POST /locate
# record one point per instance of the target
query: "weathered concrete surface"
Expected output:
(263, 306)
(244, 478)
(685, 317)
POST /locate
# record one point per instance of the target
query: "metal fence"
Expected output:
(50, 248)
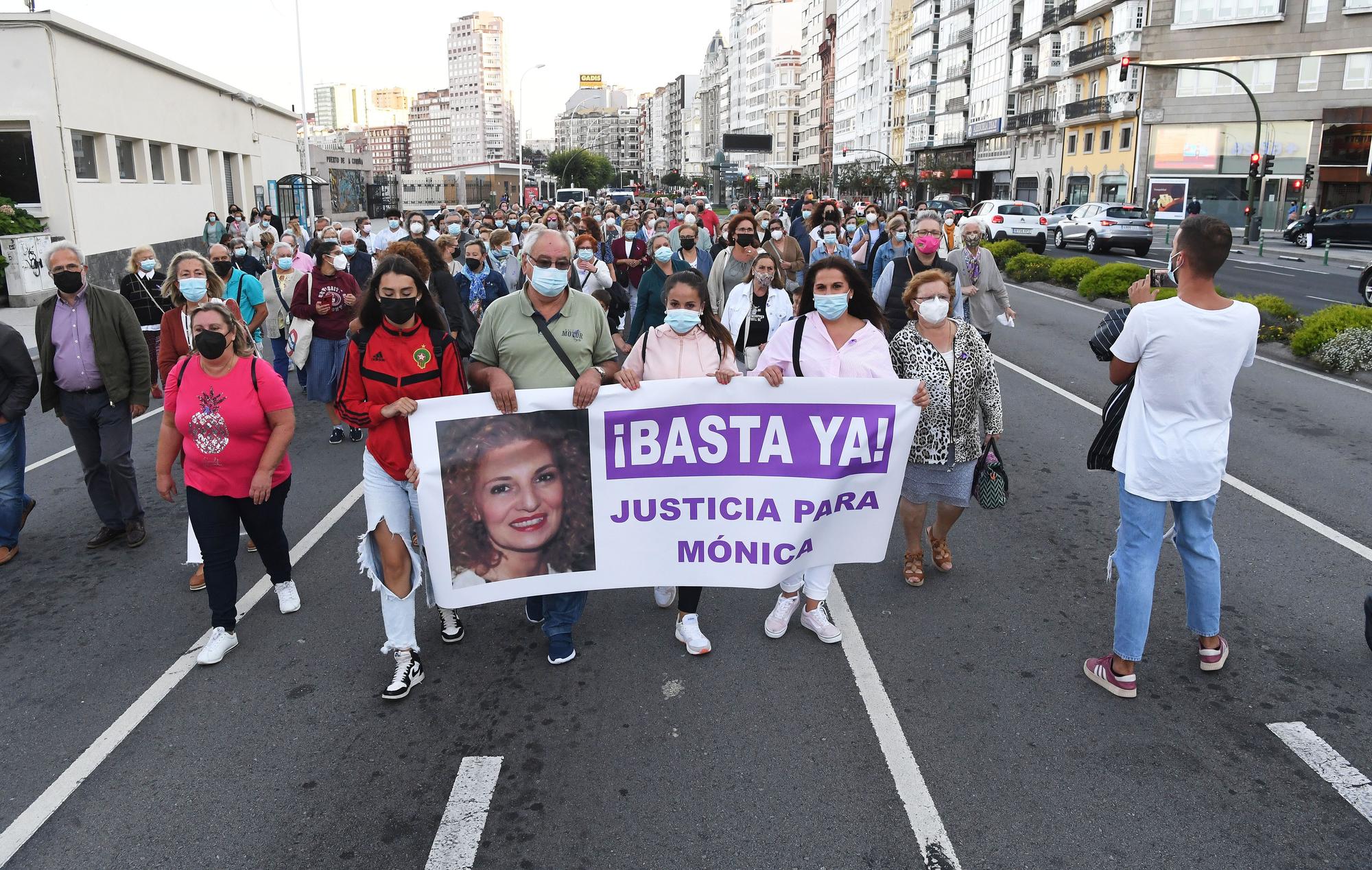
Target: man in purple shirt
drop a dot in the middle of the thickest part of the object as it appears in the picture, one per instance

▶ [Exercise prompt] Arrange the lines of the listing above, from the line containing "Target: man in purple shirt" through the last line of the listing, as a numbered list, omitting any blank lines.

▶ [Correct output]
1. Target: man in purple shirt
2. drop a dot in the middle of the thickest part of the object as it appears in the picture, one per instance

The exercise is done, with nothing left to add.